Could you render the entries from the line containing "Kindly outline every instance of the road" through the end of the entries as a two-column CSV with the headers input and output? Use one row per entry, holding its text and its answer, with each value in a single quoted field and every line break replaced by a space.
------
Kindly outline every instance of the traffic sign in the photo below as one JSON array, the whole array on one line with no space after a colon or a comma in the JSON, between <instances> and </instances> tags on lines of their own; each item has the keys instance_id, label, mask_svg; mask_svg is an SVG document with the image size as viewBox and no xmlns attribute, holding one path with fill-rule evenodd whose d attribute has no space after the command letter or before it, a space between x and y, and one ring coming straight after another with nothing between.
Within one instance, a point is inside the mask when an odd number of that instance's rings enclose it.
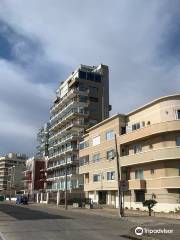
<instances>
[{"instance_id":1,"label":"traffic sign","mask_svg":"<svg viewBox=\"0 0 180 240\"><path fill-rule=\"evenodd\" d=\"M120 189L121 191L125 192L128 191L129 184L127 180L120 180Z\"/></svg>"}]
</instances>

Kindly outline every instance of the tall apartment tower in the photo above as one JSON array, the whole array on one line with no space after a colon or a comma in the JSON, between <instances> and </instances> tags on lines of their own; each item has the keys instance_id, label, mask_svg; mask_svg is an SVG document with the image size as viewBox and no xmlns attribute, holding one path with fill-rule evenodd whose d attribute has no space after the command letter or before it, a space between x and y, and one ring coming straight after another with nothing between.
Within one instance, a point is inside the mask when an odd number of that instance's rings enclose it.
<instances>
[{"instance_id":1,"label":"tall apartment tower","mask_svg":"<svg viewBox=\"0 0 180 240\"><path fill-rule=\"evenodd\" d=\"M25 154L9 153L0 157L0 194L9 194L8 189L8 170L13 166L25 164Z\"/></svg>"},{"instance_id":2,"label":"tall apartment tower","mask_svg":"<svg viewBox=\"0 0 180 240\"><path fill-rule=\"evenodd\" d=\"M37 142L38 146L36 147L36 156L45 157L48 156L48 147L49 147L49 127L50 124L45 123L37 133Z\"/></svg>"},{"instance_id":3,"label":"tall apartment tower","mask_svg":"<svg viewBox=\"0 0 180 240\"><path fill-rule=\"evenodd\" d=\"M47 189L71 191L82 186L78 172L79 140L85 130L109 117L108 66L80 67L60 84L50 113Z\"/></svg>"}]
</instances>

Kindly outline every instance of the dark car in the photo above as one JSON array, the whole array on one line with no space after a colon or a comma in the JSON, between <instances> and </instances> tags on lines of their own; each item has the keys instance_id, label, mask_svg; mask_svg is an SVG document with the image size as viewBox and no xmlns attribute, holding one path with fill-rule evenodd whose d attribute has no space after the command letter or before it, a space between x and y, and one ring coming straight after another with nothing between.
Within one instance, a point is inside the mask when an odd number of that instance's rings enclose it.
<instances>
[{"instance_id":1,"label":"dark car","mask_svg":"<svg viewBox=\"0 0 180 240\"><path fill-rule=\"evenodd\" d=\"M28 204L28 198L26 196L17 196L16 204Z\"/></svg>"}]
</instances>

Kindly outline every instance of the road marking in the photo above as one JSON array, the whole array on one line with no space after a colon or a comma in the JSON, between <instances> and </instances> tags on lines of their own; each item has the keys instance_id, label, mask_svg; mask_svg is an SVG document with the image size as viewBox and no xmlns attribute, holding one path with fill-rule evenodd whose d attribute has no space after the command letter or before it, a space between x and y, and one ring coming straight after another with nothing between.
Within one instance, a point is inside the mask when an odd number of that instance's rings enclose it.
<instances>
[{"instance_id":1,"label":"road marking","mask_svg":"<svg viewBox=\"0 0 180 240\"><path fill-rule=\"evenodd\" d=\"M4 237L4 235L2 234L2 232L0 232L0 240L7 240L5 237Z\"/></svg>"}]
</instances>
------
Correct answer
input,output
"Kindly outline every instance of the road marking in the photo above as one JSON array, the whole array on one line with no space after a colon or a comma in the JSON, between <instances> and </instances> tags on lines of their own; each item has the keys instance_id, label, mask_svg; mask_svg is an SVG document with the image size as viewBox and no xmlns attribute, holding one path with fill-rule evenodd whose d attribute has no space after the command letter or before it, a space between x and y, and one ring coming straight after another with nothing between. Within one instance, a point is inside the mask when an odd number of that instance's rings enclose it.","<instances> [{""instance_id"":1,""label"":""road marking"",""mask_svg"":""<svg viewBox=\""0 0 180 240\""><path fill-rule=\""evenodd\"" d=\""M4 237L4 235L2 234L2 232L0 232L0 240L7 240L5 237Z\""/></svg>""}] </instances>"